**To do**
Reproduce the entries below line for line, without altering anything.

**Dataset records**
• • •
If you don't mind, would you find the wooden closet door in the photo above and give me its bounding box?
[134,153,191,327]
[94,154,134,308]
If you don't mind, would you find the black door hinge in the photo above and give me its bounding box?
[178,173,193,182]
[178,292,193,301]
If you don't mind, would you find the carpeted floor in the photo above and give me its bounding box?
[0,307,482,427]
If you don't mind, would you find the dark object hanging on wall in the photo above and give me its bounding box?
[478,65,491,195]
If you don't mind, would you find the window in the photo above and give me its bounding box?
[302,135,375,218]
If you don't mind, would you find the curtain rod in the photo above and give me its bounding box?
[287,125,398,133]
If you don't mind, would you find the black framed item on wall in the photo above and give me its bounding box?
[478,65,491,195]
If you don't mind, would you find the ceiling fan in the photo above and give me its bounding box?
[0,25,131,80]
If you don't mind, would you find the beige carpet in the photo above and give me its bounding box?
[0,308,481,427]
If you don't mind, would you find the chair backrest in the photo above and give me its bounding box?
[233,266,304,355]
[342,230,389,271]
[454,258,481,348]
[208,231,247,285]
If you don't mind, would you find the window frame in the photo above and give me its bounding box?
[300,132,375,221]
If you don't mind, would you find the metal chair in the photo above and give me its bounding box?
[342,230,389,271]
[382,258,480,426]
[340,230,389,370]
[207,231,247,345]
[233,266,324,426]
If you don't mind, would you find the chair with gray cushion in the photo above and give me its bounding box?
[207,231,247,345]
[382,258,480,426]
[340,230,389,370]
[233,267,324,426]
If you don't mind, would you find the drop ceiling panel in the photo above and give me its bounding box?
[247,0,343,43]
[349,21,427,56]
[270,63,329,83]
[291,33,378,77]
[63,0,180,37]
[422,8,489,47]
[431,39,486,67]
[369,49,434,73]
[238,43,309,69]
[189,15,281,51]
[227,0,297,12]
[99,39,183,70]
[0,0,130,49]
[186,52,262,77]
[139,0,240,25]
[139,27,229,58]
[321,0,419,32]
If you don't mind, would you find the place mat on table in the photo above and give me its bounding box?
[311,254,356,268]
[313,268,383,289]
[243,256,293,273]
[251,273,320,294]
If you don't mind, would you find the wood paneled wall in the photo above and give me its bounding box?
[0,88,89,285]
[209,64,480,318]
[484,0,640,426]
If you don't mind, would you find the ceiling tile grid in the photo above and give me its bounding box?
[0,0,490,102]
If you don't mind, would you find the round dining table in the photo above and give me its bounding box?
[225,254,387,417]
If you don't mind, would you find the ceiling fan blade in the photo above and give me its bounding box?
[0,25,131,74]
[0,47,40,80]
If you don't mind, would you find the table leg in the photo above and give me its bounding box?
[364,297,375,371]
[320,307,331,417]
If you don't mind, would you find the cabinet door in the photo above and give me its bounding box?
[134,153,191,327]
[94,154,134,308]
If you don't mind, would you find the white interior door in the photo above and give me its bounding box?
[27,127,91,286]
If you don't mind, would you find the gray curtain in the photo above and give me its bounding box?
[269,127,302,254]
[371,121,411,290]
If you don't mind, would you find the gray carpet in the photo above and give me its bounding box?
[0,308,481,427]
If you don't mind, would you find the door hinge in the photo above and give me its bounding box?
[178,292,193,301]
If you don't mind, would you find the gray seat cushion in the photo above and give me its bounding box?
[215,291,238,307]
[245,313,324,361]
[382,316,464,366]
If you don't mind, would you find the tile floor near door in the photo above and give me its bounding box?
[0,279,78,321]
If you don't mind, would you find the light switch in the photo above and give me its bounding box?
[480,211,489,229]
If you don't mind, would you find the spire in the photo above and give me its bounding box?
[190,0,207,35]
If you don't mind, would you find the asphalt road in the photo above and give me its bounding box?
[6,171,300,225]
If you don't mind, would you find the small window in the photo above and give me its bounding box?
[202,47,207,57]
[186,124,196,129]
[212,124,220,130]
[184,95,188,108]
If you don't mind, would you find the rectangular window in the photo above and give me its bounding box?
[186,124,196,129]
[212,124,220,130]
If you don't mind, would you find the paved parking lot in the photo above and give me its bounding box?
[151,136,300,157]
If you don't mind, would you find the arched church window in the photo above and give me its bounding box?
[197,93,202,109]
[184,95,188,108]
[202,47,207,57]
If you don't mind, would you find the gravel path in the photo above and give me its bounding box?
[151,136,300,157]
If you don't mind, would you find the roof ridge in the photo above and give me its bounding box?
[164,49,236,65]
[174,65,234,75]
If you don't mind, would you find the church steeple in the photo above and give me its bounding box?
• • •
**Result of the task**
If you don't mind, would you find the wooden closet door in the photo above and give me its bounding box?
[134,153,191,327]
[94,154,134,308]
If you don't mind, would you find the black door hinge in the photo above and give me its bounding box?
[178,173,193,182]
[178,292,193,301]
If you don't mind, would you find the carpeted floor in the photo above and give me its bounding box?
[0,307,482,427]
If you don't mind, would you find the dark object hanging on wall in the photo above and give me its bounding box?
[478,65,491,195]
If you don't mind, would you find the window in the photo above and give me its bounding box?
[302,135,375,218]
If you don't mind, would you find the curtain rod in the photo above and give me its bounding box?
[287,125,398,133]
If you don't mind, would you find the black framed item on wall in the photo above and give me its bounding box?
[478,65,491,195]
If you don't mind, would you find the ceiling fan in the photo above and give me its bounding box?
[0,25,131,80]
If you don't mind, would you find the beige carpet in the photo above and give me its bounding box?
[0,308,481,427]
If you don't mind, would you find the chair backrest in the photo above and give me its bounding box?
[233,266,304,355]
[342,230,389,271]
[454,258,481,348]
[208,231,247,285]
If you don't mind, would you find the window frame in the photo above and give me its bounding box?
[300,132,375,221]
If you don't mind, would you find the metal chair in the photo above and give me its bounding box?
[342,230,389,271]
[382,258,480,426]
[340,230,389,370]
[207,231,247,345]
[233,266,324,426]
If you don't mind, would you find the chair with gray cushion in the photo above and give me its bounding box?
[207,231,247,345]
[382,258,480,426]
[340,230,389,370]
[233,267,324,426]
If you don't mind, would you find the drop ceiling panel in the photo above and give me its bounding box?
[247,0,343,43]
[349,21,427,56]
[270,63,329,83]
[291,33,378,77]
[63,0,180,37]
[422,8,489,47]
[431,39,486,67]
[369,49,434,73]
[238,43,309,69]
[189,15,281,51]
[227,0,297,12]
[99,39,183,70]
[0,0,130,49]
[186,52,262,77]
[139,0,240,25]
[139,27,229,58]
[321,0,419,32]
If you don't mind, would you find the place mat on table in the photo above and give me its bounding box?
[311,254,356,268]
[313,268,383,289]
[243,256,293,273]
[251,273,320,294]
If you don't mind, would you find the wood paneled wall in the photo above and give me its bounding box?
[0,88,89,285]
[209,64,480,318]
[484,0,640,426]
If you don't mind, would you find the ceiling tile grid in the photo above and give me its bounding box?
[0,0,490,102]
If you don't mind, would you find the round dining table in the photo above and give me its bounding box?
[225,254,387,417]
If you don't mind, would you find the ceiling fan blade in the photo above and give me its bounding box?
[0,25,131,74]
[0,47,40,80]
If you don't mind, would you find the table leg in the photo above and give me its bounding box?
[364,297,375,371]
[320,307,331,417]
If you don't mind, would you find the cabinet door in the photo above and give me its bounding box?
[134,153,191,327]
[94,154,134,308]
If you don't mind, would you find the white interior door in the photo above and give me its bounding box?
[27,127,91,286]
If you don't mind, would you find the gray curtain in the photo above and give me its bounding box?
[269,127,302,254]
[371,121,411,290]
If you don't mind, would you find the gray carpet in the photo above and give me its bounding box?
[0,308,481,427]
If you don't mind, would you find the door hinge in the photo above and give me its bounding box?
[178,292,193,301]
If you don't mind, would you find the gray seat cushion in the photo above and give me its bounding box?
[215,291,238,307]
[245,313,324,361]
[382,316,464,366]
If you don't mind, would you find the tile floor near door in the photo above and give me its bounding box?
[0,279,78,321]
If you don't mind, would you find the light switch in the photo above and give me its bounding box?
[480,211,489,229]
If you don't mind, would you find the spire in the photo above and give me its bounding box?
[190,0,207,35]
If you don't mind, would you find the asphalt road in the photo above and give me its bounding box?
[6,171,300,225]
If you don't mind, would you find the small window in the photo above and give me its bounding box?
[202,47,207,57]
[186,124,196,129]
[212,124,220,130]
[184,95,188,108]
If you don't mind, would you find the rectangular window in the photo above and give me its bounding box?
[186,124,196,129]
[212,124,220,130]
If you don't mind, would you find the paved parking lot in the photo above and give me its bounding box?
[151,136,300,157]
If you don't mind, would you find the arched church window in the photo above and give me its bounding box?
[197,93,202,109]
[184,95,188,108]
[202,47,207,57]
If you don't mind, would you find the gravel path in the photo above and give me its bounding box?
[151,136,300,157]
If you don't mind, would you find the roof ridge in the photo above and give me its bounding box?
[164,49,236,65]
[174,65,234,75]
If you don't mind, would you find the church steeple in the photo above and give me its bounding box?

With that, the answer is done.